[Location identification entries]
::::::::
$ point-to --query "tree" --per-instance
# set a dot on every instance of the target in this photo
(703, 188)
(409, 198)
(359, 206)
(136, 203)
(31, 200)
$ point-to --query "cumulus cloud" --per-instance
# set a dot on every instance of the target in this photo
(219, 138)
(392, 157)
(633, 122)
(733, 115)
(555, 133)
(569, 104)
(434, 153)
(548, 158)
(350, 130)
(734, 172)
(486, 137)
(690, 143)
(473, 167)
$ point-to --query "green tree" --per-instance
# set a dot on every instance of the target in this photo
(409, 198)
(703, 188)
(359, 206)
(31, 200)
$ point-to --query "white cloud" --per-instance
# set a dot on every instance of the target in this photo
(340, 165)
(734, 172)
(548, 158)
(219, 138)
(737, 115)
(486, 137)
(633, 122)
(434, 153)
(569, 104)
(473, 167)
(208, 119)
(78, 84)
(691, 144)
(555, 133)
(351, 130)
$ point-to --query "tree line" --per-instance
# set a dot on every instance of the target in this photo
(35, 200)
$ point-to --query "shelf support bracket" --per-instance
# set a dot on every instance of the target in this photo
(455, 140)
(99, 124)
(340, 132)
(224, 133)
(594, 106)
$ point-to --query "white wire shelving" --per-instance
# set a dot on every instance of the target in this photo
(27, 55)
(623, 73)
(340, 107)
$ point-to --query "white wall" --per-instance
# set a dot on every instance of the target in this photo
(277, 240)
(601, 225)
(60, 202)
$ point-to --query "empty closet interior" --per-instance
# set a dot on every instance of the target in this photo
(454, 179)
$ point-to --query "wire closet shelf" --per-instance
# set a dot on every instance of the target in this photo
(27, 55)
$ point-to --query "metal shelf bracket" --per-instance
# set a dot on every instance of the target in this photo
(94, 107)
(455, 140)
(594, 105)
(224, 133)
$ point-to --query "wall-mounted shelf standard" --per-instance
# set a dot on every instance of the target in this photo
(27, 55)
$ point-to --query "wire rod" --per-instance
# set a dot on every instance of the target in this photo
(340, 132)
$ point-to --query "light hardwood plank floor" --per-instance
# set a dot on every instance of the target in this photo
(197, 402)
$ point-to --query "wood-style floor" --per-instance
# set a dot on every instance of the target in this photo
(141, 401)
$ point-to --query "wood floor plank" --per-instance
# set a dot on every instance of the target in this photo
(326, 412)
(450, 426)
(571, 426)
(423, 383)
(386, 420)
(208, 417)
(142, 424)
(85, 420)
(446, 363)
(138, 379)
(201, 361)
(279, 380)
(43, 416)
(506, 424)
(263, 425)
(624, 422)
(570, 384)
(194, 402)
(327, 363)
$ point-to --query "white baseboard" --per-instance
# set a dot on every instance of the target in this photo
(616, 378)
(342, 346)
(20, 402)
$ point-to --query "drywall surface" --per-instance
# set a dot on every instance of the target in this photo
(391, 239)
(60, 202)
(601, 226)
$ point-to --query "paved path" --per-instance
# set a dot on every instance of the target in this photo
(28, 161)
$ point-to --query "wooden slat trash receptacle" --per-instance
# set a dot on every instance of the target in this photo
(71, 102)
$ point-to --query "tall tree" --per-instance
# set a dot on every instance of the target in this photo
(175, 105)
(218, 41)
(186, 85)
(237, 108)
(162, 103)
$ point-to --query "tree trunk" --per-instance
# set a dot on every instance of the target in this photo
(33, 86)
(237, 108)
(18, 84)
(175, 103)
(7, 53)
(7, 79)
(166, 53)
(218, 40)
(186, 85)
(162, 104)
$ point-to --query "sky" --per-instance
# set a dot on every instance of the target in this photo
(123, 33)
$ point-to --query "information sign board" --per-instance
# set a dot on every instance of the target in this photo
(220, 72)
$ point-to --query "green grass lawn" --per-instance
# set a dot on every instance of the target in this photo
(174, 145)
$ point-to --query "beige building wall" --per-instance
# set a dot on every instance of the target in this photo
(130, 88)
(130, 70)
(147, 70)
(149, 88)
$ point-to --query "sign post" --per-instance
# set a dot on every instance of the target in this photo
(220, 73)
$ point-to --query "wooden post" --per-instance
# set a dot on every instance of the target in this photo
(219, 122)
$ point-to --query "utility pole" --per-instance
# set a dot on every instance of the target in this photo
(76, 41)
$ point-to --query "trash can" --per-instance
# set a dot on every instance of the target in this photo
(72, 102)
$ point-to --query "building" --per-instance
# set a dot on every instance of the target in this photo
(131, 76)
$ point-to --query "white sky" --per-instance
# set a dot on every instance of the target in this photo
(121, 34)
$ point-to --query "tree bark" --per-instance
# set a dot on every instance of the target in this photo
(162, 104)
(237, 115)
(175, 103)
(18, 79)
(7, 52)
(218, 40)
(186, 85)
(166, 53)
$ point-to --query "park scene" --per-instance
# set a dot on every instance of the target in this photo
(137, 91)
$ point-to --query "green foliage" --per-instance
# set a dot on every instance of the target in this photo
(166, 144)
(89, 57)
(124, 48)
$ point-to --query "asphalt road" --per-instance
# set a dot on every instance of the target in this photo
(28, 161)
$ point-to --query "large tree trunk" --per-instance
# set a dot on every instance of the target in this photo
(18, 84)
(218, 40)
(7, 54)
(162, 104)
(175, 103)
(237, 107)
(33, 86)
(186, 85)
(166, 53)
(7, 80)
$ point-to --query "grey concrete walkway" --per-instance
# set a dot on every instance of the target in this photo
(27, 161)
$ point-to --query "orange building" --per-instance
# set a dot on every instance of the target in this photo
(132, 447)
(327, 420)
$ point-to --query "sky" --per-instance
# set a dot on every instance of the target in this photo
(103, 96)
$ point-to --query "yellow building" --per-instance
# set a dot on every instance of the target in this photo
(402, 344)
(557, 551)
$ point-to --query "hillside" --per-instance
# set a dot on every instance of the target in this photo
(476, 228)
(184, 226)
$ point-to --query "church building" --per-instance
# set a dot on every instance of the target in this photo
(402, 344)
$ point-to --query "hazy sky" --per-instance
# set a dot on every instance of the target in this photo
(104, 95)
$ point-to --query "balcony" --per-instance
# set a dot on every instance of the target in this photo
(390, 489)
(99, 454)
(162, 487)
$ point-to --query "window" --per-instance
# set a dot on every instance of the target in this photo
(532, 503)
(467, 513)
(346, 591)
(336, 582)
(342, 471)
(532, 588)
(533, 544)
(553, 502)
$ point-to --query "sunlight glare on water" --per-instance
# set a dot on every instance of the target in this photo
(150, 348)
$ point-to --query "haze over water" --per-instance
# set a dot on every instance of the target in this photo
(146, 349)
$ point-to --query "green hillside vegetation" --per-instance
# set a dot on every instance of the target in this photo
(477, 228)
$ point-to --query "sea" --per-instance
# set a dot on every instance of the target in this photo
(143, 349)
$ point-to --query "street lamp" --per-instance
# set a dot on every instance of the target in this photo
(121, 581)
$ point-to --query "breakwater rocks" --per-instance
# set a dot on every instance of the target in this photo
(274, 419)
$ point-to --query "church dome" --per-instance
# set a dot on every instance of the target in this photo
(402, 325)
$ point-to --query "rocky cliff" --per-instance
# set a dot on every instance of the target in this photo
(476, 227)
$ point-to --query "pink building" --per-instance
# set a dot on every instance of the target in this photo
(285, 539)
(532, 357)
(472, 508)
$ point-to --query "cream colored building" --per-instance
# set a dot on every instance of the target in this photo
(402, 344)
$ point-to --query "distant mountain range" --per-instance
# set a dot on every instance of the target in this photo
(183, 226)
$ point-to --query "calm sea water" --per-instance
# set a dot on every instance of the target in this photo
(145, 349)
::::::::
What is expected — Give the records above again, word for word.

Finished task —
$ point-to --query "tree" --per-instance
# set a dot on every instance of the target in this photo
(703, 188)
(409, 198)
(359, 206)
(136, 203)
(31, 200)
$ point-to --query "cumulus cloud" --per-instance
# set a dot on every instance of the target in this photo
(219, 138)
(392, 157)
(633, 122)
(733, 115)
(555, 133)
(569, 104)
(434, 153)
(548, 158)
(350, 130)
(734, 172)
(486, 137)
(690, 143)
(473, 167)
$ point-to --query "green tree" --per-instance
# set a dot on every instance of the target in this photo
(409, 198)
(703, 188)
(359, 206)
(31, 200)
$ point-to --query "white cloud" --per-instance
# set a dot on every instance of the target in this photo
(340, 165)
(734, 172)
(548, 158)
(219, 138)
(737, 115)
(486, 137)
(633, 122)
(434, 153)
(569, 104)
(473, 167)
(208, 119)
(78, 84)
(691, 144)
(555, 133)
(351, 130)
$ point-to --query "tree line" --per-instance
# set a dot on every instance of the target in this photo
(35, 200)
$ point-to --query "shelf support bracket" --per-instance
# set a dot on every instance of the target in this photo
(455, 140)
(99, 124)
(340, 132)
(224, 133)
(594, 106)
$ point-to --query "white wire shelving" --per-instance
# set a dot on every instance of the target in this photo
(27, 55)
(623, 73)
(340, 107)
$ point-to --query "white wall" --per-instance
# set a dot on every instance of the target in this photo
(277, 240)
(601, 225)
(60, 202)
$ point-to --query "empty closet interior" --per-instance
# set a dot on every instance of the target in this photo
(454, 179)
$ point-to --query "wire closet shelf" --per-instance
# set a dot on every instance of the target in this photo
(27, 55)
$ point-to --query "metal shelf bracket" --per-instance
# set a dot on every instance of the target in this photo
(94, 107)
(455, 140)
(594, 105)
(224, 133)
$ point-to --query "wall-mounted shelf standard" --per-instance
# set a dot on every instance of the target in this photo
(27, 55)
$ point-to --query "wire rod" --per-instance
# set a dot on every instance of the target in this photo
(340, 132)
$ point-to --query "light hardwood plank floor" --per-instance
# set a dot on every instance of the target in this photo
(197, 402)
$ point-to --query "wood-style floor" --per-instance
# set a dot on every instance of the target in this photo
(141, 401)
$ point-to --query "wood floor plank" --per-instance
# set a dot on every instance of the target in this photo
(326, 412)
(450, 426)
(571, 426)
(423, 383)
(386, 420)
(208, 417)
(142, 424)
(85, 420)
(446, 363)
(138, 379)
(201, 361)
(279, 380)
(43, 416)
(506, 424)
(263, 425)
(624, 422)
(570, 384)
(194, 402)
(327, 363)
$ point-to --query "white baseboard" --per-instance
# set a dot on every instance of the target in this photo
(616, 378)
(342, 346)
(20, 402)
$ point-to --query "drywall surface" --per-instance
# set a dot on every instance of the target in this photo
(391, 239)
(60, 202)
(601, 226)
$ point-to --query "paved path" --per-instance
# set a dot on every instance of the target in this photo
(28, 161)
$ point-to --query "wooden slat trash receptacle" --per-instance
# set a dot on every instance of the target in this photo
(71, 102)
$ point-to --query "tall tree" --per-instance
# set a dot on every instance of the target in this photo
(175, 105)
(218, 41)
(186, 85)
(237, 108)
(162, 103)
$ point-to --query "tree trunk" --per-instance
# set a dot on every instance of the target in this photo
(33, 86)
(237, 108)
(18, 84)
(175, 103)
(7, 53)
(7, 79)
(166, 53)
(218, 40)
(186, 85)
(162, 104)
$ point-to --query "sky" --per-instance
# set a dot on every instance of the target in this photo
(123, 33)
$ point-to --query "information sign board" --per-instance
# set a dot on every instance of the target in this photo
(220, 72)
$ point-to --query "green grass lawn" --per-instance
# set a dot on every instance of the target in this photo
(174, 145)
$ point-to --query "beige building wall" --per-instance
# set a dot on every instance of the target in this photo
(130, 88)
(130, 70)
(147, 70)
(149, 88)
$ point-to --query "sign post" --per-instance
# set a dot on every instance of the target in this photo
(220, 73)
$ point-to --query "wooden post" --per-instance
# set a dot on every instance of the target in this photo
(219, 122)
$ point-to --query "utility pole" --per-instance
# set a dot on every instance of the target in this photo
(76, 41)
$ point-to --query "trash can" --per-instance
# set a dot on every instance of the target in this photo
(72, 102)
$ point-to --query "building" --per-instance
# set a dot on every instance of the target in this photo
(131, 76)
$ point-to --query "white sky" --per-instance
# set a dot on every instance of the target in this photo
(121, 34)
$ point-to --query "tree bark" --per-instance
# set a dot on every instance of the target in this photo
(162, 104)
(237, 115)
(175, 103)
(18, 79)
(7, 52)
(218, 40)
(186, 85)
(166, 53)
$ point-to --query "park scene" --per-instance
# set a dot on every instance of the target in this photo
(137, 91)
$ point-to --query "green foliage" --per-instance
# set a dot on every instance of the target in this photo
(166, 144)
(89, 57)
(124, 48)
$ point-to --query "asphalt road" --per-instance
# set a dot on every instance of the target in this photo
(28, 161)
$ point-to --query "large tree trunk" --per-instance
# set a dot on every instance of the target in this photo
(18, 84)
(218, 40)
(7, 54)
(162, 104)
(175, 103)
(237, 107)
(33, 86)
(186, 85)
(166, 53)
(7, 80)
$ point-to --query "grey concrete walkway" --per-instance
# set a dot on every instance of the target in this photo
(27, 161)
$ point-to --query "orange building" --per-instance
# set a dot on every instance of the target in this photo
(132, 447)
(327, 420)
$ point-to --query "sky" --per-instance
# set a dot on every instance of the target in this photo
(103, 96)
$ point-to --query "yellow building" --per-instance
# set a dot on every instance of the target in this photo
(402, 344)
(557, 551)
$ point-to --query "hillside" --per-instance
# set a dot on every instance of the target in this photo
(476, 228)
(184, 226)
$ point-to --query "church building" --per-instance
# set a dot on every instance of the target in this photo
(402, 344)
$ point-to --query "hazy sky" --per-instance
# set a dot on every instance of the target in this photo
(104, 95)
$ point-to --query "balcony" --per-instance
# set a dot on every instance of the target in this photo
(390, 489)
(99, 454)
(162, 487)
$ point-to --query "window" --per-instance
# set a dot on every instance of the target in this photo
(532, 503)
(467, 513)
(346, 591)
(336, 582)
(342, 471)
(532, 588)
(533, 544)
(553, 502)
$ point-to --query "sunlight glare on water" --per-instance
# set a dot on every instance of the target in this photo
(150, 348)
$ point-to --query "haze over water" --per-instance
# set a dot on every instance of the target in this photo
(146, 349)
$ point-to --query "green hillside vegetation" --per-instance
# set a dot on every instance of the target in this photo
(477, 228)
$ point-to --query "sea" --per-instance
# set a dot on every instance of the target in this photo
(143, 349)
$ point-to --query "street lamp" --per-instance
# set a dot on every instance of the target in this photo
(121, 581)
$ point-to --query "breakwater rocks" --per-instance
# set a dot on every instance of the target in this photo
(274, 419)
$ point-to --query "church dome" --per-instance
# set a dot on every instance of the target in this photo
(402, 325)
$ point-to --query "rocky cliff" --per-instance
# set a dot on every instance of the target in this photo
(476, 227)
$ point-to --query "pink building" --per-instance
# set a dot on every instance of the target in this photo
(285, 539)
(532, 357)
(472, 508)
$ point-to --query "cream colored building" --per-instance
# set a dot on every instance of the target in this photo
(402, 344)
$ point-to --query "distant mountain range" --per-instance
# set a dot on every instance of the target in this photo
(183, 226)
$ point-to --query "calm sea water" --per-instance
# set a dot on every instance of the target in this photo
(145, 349)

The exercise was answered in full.